## YOUR OBJECTIVE:
Please show every line in the material below that contains the word "green", copying each line in full.

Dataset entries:
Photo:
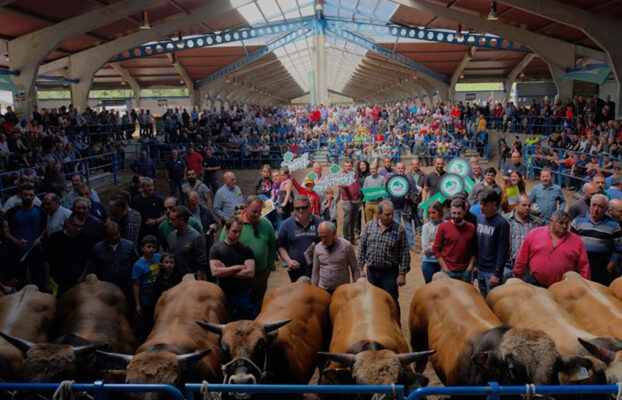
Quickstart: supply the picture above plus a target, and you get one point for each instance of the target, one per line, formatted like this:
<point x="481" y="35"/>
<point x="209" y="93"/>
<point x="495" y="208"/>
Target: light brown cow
<point x="599" y="312"/>
<point x="367" y="340"/>
<point x="176" y="350"/>
<point x="27" y="314"/>
<point x="281" y="344"/>
<point x="472" y="345"/>
<point x="89" y="316"/>
<point x="526" y="306"/>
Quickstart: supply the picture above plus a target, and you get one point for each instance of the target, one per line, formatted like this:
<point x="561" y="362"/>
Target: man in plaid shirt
<point x="383" y="252"/>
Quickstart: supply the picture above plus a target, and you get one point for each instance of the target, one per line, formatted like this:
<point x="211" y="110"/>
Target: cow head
<point x="609" y="351"/>
<point x="245" y="346"/>
<point x="52" y="362"/>
<point x="513" y="356"/>
<point x="376" y="367"/>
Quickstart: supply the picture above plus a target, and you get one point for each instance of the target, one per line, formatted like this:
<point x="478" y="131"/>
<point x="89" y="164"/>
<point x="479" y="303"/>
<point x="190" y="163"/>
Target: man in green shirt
<point x="165" y="228"/>
<point x="258" y="234"/>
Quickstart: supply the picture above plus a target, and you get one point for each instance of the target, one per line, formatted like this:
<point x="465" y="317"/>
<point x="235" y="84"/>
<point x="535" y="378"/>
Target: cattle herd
<point x="519" y="334"/>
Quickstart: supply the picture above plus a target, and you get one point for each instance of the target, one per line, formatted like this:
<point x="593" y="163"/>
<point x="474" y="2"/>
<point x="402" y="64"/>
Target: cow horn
<point x="343" y="358"/>
<point x="273" y="326"/>
<point x="185" y="360"/>
<point x="117" y="358"/>
<point x="407" y="358"/>
<point x="81" y="351"/>
<point x="22" y="344"/>
<point x="214" y="328"/>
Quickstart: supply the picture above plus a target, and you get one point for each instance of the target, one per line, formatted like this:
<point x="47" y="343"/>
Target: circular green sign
<point x="458" y="166"/>
<point x="451" y="185"/>
<point x="398" y="186"/>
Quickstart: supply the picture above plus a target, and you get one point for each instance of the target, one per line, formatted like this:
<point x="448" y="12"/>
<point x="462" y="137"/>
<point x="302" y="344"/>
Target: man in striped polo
<point x="602" y="237"/>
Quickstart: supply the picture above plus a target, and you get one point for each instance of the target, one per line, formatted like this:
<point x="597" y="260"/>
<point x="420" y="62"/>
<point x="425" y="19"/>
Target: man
<point x="227" y="197"/>
<point x="550" y="251"/>
<point x="582" y="206"/>
<point x="150" y="206"/>
<point x="129" y="220"/>
<point x="514" y="165"/>
<point x="383" y="254"/>
<point x="493" y="241"/>
<point x="77" y="181"/>
<point x="333" y="260"/>
<point x="432" y="183"/>
<point x="521" y="223"/>
<point x="547" y="196"/>
<point x="194" y="184"/>
<point x="455" y="244"/>
<point x="602" y="237"/>
<point x="175" y="170"/>
<point x="67" y="254"/>
<point x="258" y="234"/>
<point x="232" y="263"/>
<point x="144" y="166"/>
<point x="350" y="204"/>
<point x="186" y="244"/>
<point x="193" y="160"/>
<point x="488" y="182"/>
<point x="112" y="260"/>
<point x="27" y="226"/>
<point x="57" y="214"/>
<point x="297" y="235"/>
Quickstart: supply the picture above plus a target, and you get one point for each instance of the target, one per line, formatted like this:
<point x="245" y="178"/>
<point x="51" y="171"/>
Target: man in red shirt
<point x="455" y="244"/>
<point x="194" y="161"/>
<point x="551" y="251"/>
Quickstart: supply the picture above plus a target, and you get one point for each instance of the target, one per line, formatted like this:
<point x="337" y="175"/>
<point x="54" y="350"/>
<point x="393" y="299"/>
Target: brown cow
<point x="176" y="349"/>
<point x="91" y="315"/>
<point x="599" y="312"/>
<point x="28" y="314"/>
<point x="368" y="341"/>
<point x="280" y="345"/>
<point x="472" y="346"/>
<point x="527" y="306"/>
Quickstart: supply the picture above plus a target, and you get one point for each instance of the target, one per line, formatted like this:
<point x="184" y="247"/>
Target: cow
<point x="598" y="311"/>
<point x="527" y="306"/>
<point x="29" y="315"/>
<point x="280" y="345"/>
<point x="367" y="346"/>
<point x="176" y="349"/>
<point x="89" y="316"/>
<point x="473" y="347"/>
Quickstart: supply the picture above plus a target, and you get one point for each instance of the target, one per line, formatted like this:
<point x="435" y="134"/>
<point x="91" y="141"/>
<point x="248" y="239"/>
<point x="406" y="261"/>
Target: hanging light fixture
<point x="492" y="15"/>
<point x="144" y="20"/>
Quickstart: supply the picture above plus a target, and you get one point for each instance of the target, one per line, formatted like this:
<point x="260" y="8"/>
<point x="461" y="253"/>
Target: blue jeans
<point x="397" y="217"/>
<point x="385" y="279"/>
<point x="428" y="269"/>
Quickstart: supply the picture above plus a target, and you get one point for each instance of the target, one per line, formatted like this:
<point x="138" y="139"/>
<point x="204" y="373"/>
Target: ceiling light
<point x="144" y="20"/>
<point x="492" y="15"/>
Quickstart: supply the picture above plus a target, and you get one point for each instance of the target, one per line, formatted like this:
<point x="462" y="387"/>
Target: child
<point x="329" y="207"/>
<point x="144" y="275"/>
<point x="169" y="275"/>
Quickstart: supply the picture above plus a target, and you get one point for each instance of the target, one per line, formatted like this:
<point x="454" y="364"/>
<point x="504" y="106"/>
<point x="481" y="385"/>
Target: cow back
<point x="27" y="314"/>
<point x="448" y="315"/>
<point x="96" y="311"/>
<point x="293" y="353"/>
<point x="593" y="305"/>
<point x="175" y="325"/>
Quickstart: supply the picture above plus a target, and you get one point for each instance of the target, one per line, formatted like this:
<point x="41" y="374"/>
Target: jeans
<point x="397" y="217"/>
<point x="350" y="213"/>
<point x="385" y="279"/>
<point x="428" y="269"/>
<point x="483" y="281"/>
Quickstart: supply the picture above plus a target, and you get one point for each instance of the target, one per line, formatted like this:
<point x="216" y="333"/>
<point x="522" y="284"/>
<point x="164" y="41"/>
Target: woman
<point x="512" y="190"/>
<point x="430" y="265"/>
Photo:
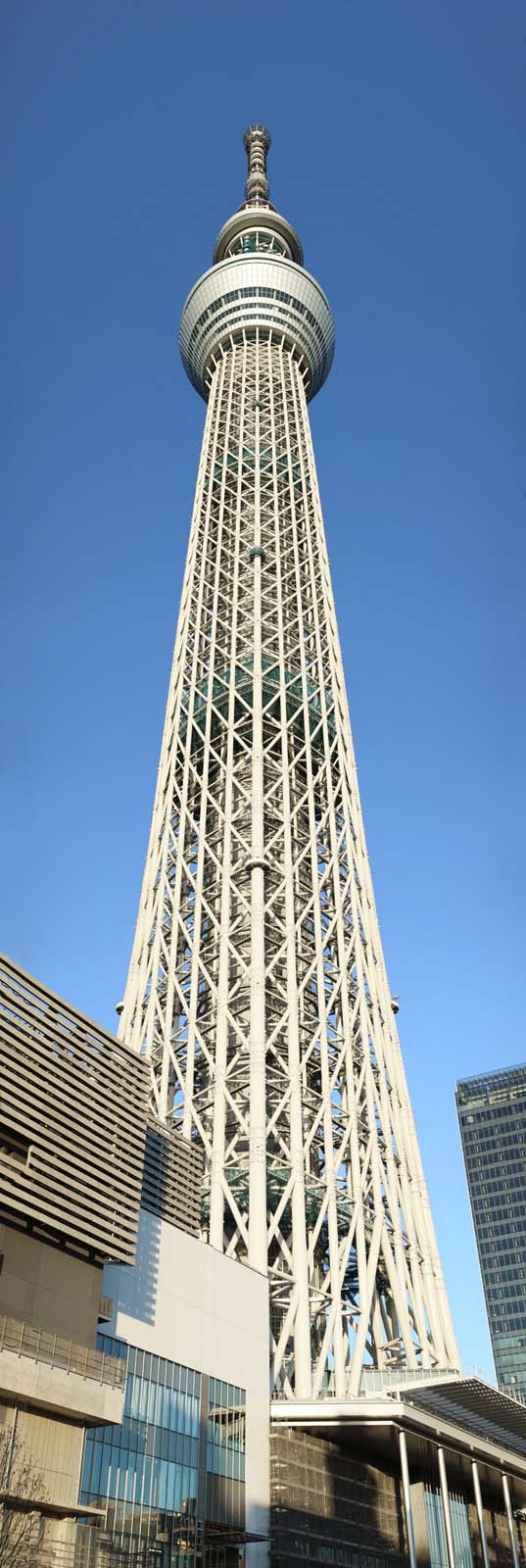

## RESPONSE FOR THIS EXERCISE:
Target: man in green shirt
Target: circular green sign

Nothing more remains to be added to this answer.